INSTRUCTIONS FOR THE TASK
Every entry needs to be repeated exactly, with nothing left out.
START EXERCISE MATERIAL
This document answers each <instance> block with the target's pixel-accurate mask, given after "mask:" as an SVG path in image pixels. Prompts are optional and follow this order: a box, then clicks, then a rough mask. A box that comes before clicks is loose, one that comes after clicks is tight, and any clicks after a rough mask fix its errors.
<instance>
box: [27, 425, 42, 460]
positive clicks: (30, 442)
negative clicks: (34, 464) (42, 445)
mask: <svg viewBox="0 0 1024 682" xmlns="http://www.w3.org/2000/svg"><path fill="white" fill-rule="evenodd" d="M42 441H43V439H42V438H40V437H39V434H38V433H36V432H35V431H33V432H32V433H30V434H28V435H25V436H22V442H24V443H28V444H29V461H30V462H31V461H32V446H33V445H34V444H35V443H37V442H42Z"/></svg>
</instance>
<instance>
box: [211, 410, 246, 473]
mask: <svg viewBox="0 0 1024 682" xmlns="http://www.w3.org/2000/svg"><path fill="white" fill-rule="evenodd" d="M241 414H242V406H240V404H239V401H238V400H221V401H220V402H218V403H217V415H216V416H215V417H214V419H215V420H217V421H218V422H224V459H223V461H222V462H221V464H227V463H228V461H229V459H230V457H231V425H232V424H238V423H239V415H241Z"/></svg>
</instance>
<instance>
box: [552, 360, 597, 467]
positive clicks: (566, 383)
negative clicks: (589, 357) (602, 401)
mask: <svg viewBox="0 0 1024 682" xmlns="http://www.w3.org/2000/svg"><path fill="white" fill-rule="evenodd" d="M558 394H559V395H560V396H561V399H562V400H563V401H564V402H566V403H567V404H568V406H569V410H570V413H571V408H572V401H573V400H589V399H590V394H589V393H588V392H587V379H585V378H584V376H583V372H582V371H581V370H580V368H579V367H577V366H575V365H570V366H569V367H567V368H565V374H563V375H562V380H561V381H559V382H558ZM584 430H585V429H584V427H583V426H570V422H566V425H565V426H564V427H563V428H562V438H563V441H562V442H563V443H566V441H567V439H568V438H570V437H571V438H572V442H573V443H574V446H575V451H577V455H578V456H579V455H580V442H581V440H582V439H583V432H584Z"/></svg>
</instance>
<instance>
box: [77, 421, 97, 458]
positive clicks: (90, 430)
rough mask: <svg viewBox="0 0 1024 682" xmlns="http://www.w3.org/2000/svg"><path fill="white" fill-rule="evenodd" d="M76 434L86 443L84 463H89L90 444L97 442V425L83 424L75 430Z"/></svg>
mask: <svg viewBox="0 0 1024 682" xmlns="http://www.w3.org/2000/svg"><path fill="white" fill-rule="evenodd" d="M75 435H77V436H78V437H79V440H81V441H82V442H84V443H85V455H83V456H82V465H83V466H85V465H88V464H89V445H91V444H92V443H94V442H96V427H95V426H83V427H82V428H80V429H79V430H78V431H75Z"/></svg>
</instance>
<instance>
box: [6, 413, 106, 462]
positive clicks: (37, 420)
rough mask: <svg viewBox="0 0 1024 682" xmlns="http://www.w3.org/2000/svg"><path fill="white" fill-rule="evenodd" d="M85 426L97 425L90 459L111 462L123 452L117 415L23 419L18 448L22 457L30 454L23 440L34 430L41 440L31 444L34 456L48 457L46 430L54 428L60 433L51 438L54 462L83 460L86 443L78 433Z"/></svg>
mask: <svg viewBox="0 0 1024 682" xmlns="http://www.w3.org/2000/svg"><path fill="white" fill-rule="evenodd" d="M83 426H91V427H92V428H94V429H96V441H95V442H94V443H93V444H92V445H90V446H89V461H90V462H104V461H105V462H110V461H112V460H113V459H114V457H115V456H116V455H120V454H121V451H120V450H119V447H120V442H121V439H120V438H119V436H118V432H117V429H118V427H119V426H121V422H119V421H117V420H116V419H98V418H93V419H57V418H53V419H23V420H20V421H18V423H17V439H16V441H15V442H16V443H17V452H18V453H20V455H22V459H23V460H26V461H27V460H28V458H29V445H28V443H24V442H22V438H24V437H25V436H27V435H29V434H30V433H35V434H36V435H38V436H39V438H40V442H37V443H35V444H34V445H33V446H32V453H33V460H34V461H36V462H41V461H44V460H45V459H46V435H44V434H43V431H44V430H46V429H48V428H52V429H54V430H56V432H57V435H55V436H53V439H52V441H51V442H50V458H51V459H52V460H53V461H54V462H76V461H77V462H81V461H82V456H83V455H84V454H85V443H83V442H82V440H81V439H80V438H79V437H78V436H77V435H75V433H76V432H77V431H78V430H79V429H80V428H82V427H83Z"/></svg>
END EXERCISE MATERIAL
WRITTEN SOLUTION
This document answers each <instance> block with the target's pixel-accurate mask, given after "mask:" as an SVG path in image pixels. Prompts are optional and follow this order: a box, then clicks, then a rough mask. A box that comes before clicks is loose, one that comes after clicks is tight, and any clicks after a rough mask fix its errors.
<instance>
box: [27, 425, 42, 460]
positive clicks: (30, 442)
negative clicks: (34, 464) (42, 445)
mask: <svg viewBox="0 0 1024 682" xmlns="http://www.w3.org/2000/svg"><path fill="white" fill-rule="evenodd" d="M42 441H43V439H42V438H40V437H39V434H38V433H36V432H35V431H33V432H32V433H30V434H28V435H25V436H22V442H24V443H28V444H29V461H30V462H31V461H32V446H33V445H34V444H35V443H37V442H42Z"/></svg>
</instance>
<instance>
box: [211, 410, 246, 473]
mask: <svg viewBox="0 0 1024 682" xmlns="http://www.w3.org/2000/svg"><path fill="white" fill-rule="evenodd" d="M241 414H242V406H240V404H239V401H238V400H221V401H220V402H218V403H217V415H216V416H215V417H214V419H215V420H217V421H218V422H224V459H223V461H222V462H221V464H227V463H228V461H229V459H230V457H231V425H232V424H238V423H239V415H241Z"/></svg>
</instance>
<instance>
box: [552, 360, 597, 467]
positive clicks: (566, 383)
negative clicks: (589, 357) (602, 401)
mask: <svg viewBox="0 0 1024 682" xmlns="http://www.w3.org/2000/svg"><path fill="white" fill-rule="evenodd" d="M558 394H559V395H560V396H561V399H562V400H563V401H564V402H566V403H567V404H568V406H569V410H570V413H571V408H572V401H573V400H589V399H590V394H589V393H588V392H587V379H585V378H584V376H583V372H582V371H581V370H580V368H579V367H577V366H575V365H570V366H569V367H567V368H565V374H563V375H562V380H561V381H559V382H558ZM584 430H585V429H584V427H583V426H570V422H566V425H565V426H564V427H563V428H562V438H563V441H562V442H563V443H566V441H567V439H568V438H570V437H571V438H572V442H573V443H574V446H575V451H577V455H578V456H579V455H580V442H581V440H582V439H583V432H584Z"/></svg>
</instance>
<instance>
box: [77, 421, 97, 458]
positive clicks: (90, 430)
rough mask: <svg viewBox="0 0 1024 682" xmlns="http://www.w3.org/2000/svg"><path fill="white" fill-rule="evenodd" d="M76 434L86 443L84 463H89L90 444L97 442V425L83 424L75 430Z"/></svg>
mask: <svg viewBox="0 0 1024 682" xmlns="http://www.w3.org/2000/svg"><path fill="white" fill-rule="evenodd" d="M75 435H77V436H78V437H79V440H81V441H82V442H84V443H85V455H83V456H82V465H83V466H85V465H88V464H89V445H91V444H92V443H94V442H96V427H95V426H83V427H82V428H80V429H79V430H78V431H75Z"/></svg>
</instance>
<instance>
box: [6, 413, 106, 462]
positive clicks: (37, 420)
rough mask: <svg viewBox="0 0 1024 682" xmlns="http://www.w3.org/2000/svg"><path fill="white" fill-rule="evenodd" d="M85 426L97 425L90 459L111 462L123 452L117 415L23 419L18 448L22 457L30 454L23 440L34 430L41 440L31 444L34 456L48 457L46 430L54 428L60 433L51 438L54 462L83 460L86 443L78 433Z"/></svg>
mask: <svg viewBox="0 0 1024 682" xmlns="http://www.w3.org/2000/svg"><path fill="white" fill-rule="evenodd" d="M83 426H91V427H92V428H94V429H96V441H95V442H94V443H93V444H92V445H90V446H89V461H90V462H104V461H105V462H110V461H112V460H113V459H114V457H115V456H116V455H120V454H121V451H120V450H119V447H120V442H121V439H120V438H119V436H118V432H117V429H118V427H119V426H121V422H119V421H117V420H116V419H98V418H93V419H57V418H53V419H23V420H20V421H18V423H17V439H16V441H15V442H16V443H17V452H18V453H20V455H22V459H23V460H26V461H27V460H28V458H29V445H28V443H24V442H22V438H24V437H25V436H27V435H29V434H30V433H35V434H36V435H38V436H39V438H40V442H37V443H35V444H34V445H33V446H32V453H33V460H34V461H36V462H41V461H44V460H45V459H46V435H44V434H43V431H44V430H46V429H48V428H52V429H54V430H56V432H57V435H55V436H53V439H52V441H51V442H50V458H51V459H52V460H53V461H54V462H76V461H77V462H81V461H82V456H83V455H84V454H85V443H83V442H82V440H81V439H80V438H79V437H78V436H77V435H75V433H76V432H77V431H78V430H79V429H80V428H82V427H83Z"/></svg>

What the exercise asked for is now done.